··· RECORDS ···
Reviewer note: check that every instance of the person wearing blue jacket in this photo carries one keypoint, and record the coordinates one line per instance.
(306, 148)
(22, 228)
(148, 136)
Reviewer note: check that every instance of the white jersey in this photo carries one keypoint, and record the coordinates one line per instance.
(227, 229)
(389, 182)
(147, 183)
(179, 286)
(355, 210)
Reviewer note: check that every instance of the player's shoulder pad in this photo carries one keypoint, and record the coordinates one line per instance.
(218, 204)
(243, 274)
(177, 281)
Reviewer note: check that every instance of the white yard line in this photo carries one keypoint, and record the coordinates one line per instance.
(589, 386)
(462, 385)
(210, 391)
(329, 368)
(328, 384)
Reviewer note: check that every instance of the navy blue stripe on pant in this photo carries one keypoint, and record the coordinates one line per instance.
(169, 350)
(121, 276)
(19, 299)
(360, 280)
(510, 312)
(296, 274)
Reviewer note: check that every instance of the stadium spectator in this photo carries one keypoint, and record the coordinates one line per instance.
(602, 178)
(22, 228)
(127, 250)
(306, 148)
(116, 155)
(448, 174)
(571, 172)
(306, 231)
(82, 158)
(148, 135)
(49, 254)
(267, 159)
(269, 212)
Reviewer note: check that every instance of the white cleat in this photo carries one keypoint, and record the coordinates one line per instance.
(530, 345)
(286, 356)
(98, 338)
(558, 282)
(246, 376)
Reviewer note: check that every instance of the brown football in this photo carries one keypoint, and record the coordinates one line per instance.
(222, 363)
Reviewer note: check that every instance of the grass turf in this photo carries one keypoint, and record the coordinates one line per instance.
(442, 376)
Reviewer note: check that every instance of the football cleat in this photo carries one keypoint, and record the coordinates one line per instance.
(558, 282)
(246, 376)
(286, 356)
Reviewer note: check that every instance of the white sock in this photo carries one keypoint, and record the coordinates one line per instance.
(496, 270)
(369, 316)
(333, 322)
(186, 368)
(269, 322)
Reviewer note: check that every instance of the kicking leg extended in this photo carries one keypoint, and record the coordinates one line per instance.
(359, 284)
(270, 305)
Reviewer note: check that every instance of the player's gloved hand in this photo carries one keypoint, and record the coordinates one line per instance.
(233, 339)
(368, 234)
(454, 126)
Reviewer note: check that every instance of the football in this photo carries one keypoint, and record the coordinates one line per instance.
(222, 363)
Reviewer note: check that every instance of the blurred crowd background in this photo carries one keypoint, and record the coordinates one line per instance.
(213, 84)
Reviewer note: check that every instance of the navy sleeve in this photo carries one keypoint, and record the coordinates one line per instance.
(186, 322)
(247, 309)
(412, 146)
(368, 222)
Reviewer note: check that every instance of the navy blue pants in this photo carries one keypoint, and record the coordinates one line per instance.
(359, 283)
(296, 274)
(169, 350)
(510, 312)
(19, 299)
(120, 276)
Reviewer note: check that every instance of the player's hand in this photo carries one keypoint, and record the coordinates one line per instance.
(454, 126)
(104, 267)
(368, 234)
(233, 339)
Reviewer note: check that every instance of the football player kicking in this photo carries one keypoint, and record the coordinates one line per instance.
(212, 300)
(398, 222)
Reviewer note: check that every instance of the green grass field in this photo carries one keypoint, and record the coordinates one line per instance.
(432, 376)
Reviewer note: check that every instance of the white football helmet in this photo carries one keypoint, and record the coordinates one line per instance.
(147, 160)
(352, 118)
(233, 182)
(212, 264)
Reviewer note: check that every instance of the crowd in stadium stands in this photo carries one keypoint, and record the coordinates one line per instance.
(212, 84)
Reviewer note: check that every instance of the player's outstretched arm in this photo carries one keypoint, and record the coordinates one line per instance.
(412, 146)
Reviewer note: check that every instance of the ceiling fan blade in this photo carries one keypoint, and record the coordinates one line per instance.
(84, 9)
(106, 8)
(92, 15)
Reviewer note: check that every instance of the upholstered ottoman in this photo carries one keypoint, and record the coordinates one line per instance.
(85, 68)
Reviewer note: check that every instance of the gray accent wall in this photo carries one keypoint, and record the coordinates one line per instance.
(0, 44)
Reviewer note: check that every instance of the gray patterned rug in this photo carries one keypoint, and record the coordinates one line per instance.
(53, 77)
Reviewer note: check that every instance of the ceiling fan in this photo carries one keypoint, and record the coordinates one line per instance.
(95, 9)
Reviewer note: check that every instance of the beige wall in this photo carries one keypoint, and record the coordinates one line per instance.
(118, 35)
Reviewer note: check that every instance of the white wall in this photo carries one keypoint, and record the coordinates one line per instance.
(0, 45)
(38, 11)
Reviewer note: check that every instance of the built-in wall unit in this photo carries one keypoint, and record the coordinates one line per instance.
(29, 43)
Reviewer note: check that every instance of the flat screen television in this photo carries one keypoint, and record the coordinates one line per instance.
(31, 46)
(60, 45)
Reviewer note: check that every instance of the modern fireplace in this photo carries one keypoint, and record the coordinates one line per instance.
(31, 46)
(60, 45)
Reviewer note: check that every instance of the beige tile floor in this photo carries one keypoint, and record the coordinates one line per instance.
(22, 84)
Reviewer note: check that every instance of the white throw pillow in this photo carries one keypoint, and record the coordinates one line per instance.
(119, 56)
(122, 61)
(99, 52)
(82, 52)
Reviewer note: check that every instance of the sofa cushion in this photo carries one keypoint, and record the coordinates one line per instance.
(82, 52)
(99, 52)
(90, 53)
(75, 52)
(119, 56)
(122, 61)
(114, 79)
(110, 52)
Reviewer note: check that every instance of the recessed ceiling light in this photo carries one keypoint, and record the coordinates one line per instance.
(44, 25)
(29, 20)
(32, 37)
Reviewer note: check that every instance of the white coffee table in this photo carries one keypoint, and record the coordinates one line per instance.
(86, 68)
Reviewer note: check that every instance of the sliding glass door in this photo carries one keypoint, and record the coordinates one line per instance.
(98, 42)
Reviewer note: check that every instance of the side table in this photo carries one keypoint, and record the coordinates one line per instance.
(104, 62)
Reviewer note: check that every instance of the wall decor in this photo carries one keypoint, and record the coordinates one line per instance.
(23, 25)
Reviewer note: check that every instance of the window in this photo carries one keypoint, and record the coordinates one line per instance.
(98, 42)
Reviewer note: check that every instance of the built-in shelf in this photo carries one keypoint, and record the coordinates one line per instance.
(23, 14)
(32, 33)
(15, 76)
···
WRITTEN REQUEST —
Please lay out the entries above as a numbered list, starting with the line that contains "Reviewer note: check that every instance of the side" and running through the end of the entries, both included. Leave out any blank lines.

TASK RESULT —
1. Reviewer note: check that every instance of the side table in this photo carries one keypoint, and record the coordinates one line per instance.
2. (104, 62)
3. Reviewer note: check that every instance of the wall decor in this photo carries one keypoint, and record the coordinates one line per instance.
4. (23, 25)
5. Reviewer note: check that every instance of the window in this photo carries one keypoint, and record the coordinates one line per instance.
6. (98, 42)
7. Reviewer note: check that every instance of the built-in shelf in this photo carries one keypoint, and record the coordinates one line per instance.
8. (23, 14)
9. (32, 33)
10. (15, 76)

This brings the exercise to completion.